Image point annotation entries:
==========

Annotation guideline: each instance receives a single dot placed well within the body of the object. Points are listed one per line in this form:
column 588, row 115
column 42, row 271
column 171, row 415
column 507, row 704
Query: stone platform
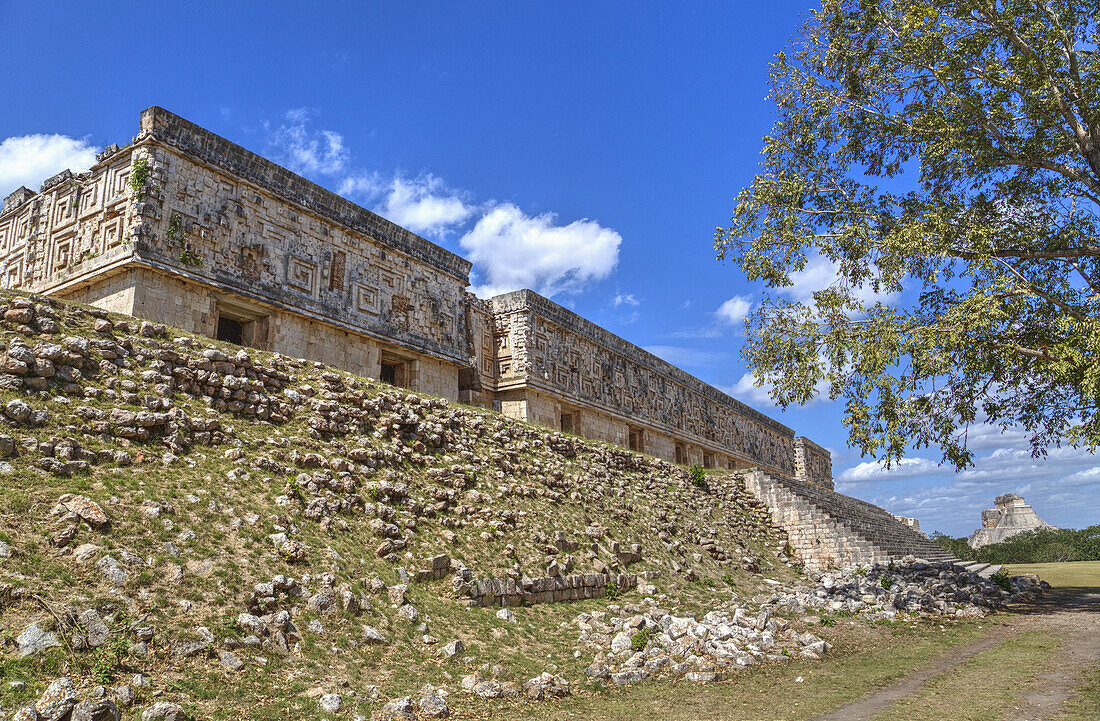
column 829, row 530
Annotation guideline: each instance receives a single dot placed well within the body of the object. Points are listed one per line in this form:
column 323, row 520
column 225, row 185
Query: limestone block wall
column 217, row 230
column 828, row 530
column 185, row 227
column 549, row 589
column 813, row 462
column 229, row 217
column 74, row 227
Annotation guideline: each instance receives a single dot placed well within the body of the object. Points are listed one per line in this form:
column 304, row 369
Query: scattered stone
column 230, row 661
column 164, row 711
column 34, row 640
column 397, row 710
column 96, row 710
column 453, row 648
column 57, row 700
column 331, row 702
column 433, row 706
column 85, row 508
column 97, row 633
column 372, row 636
column 546, row 686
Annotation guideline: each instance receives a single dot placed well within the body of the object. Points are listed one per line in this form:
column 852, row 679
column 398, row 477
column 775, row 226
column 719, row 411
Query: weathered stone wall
column 1008, row 517
column 812, row 462
column 611, row 384
column 75, row 227
column 184, row 227
column 828, row 530
column 550, row 589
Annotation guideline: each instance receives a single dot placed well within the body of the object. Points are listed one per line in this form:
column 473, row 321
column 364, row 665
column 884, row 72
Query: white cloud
column 705, row 331
column 1064, row 488
column 425, row 204
column 509, row 249
column 875, row 470
column 29, row 160
column 821, row 273
column 305, row 150
column 747, row 391
column 515, row 251
column 734, row 310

==========

**GOAL:**
Copy the records above word for word, omitting the pictures.

**EXERCISE SOLUTION:**
Annotation guideline: each instance receives a single dot placed well within the body of the object. Points are listed one per line in this form:
column 588, row 115
column 42, row 271
column 171, row 415
column 507, row 704
Query: stone platform
column 829, row 530
Annotation guideline: each instance receives a single dot placed well within the body of the object. Points are listed one per line in this form:
column 323, row 520
column 225, row 185
Query: limestone block wall
column 217, row 230
column 828, row 530
column 185, row 227
column 549, row 589
column 813, row 462
column 229, row 217
column 74, row 227
Annotation guideline: each instance receives a single dot placed well within the body of the object. Points are listed one per line in this form:
column 304, row 369
Query: scattered stone
column 230, row 661
column 164, row 711
column 34, row 640
column 397, row 710
column 96, row 710
column 453, row 648
column 57, row 700
column 331, row 702
column 433, row 706
column 85, row 508
column 97, row 633
column 372, row 636
column 546, row 686
Annotation guideline: each instance receives a single dot placed well within the body of the object. Points are listed one per line in this form:
column 852, row 679
column 398, row 477
column 775, row 226
column 719, row 411
Query: weathered stone wall
column 1008, row 517
column 812, row 462
column 611, row 384
column 75, row 227
column 184, row 227
column 828, row 530
column 550, row 589
Annotation guideline: each instance receives a single dot placed well within the body of the object. Points are listed one per line in this form:
column 473, row 321
column 364, row 665
column 884, row 72
Query: white cloud
column 705, row 331
column 1064, row 488
column 425, row 204
column 509, row 249
column 875, row 470
column 29, row 160
column 821, row 273
column 305, row 150
column 747, row 391
column 515, row 251
column 734, row 310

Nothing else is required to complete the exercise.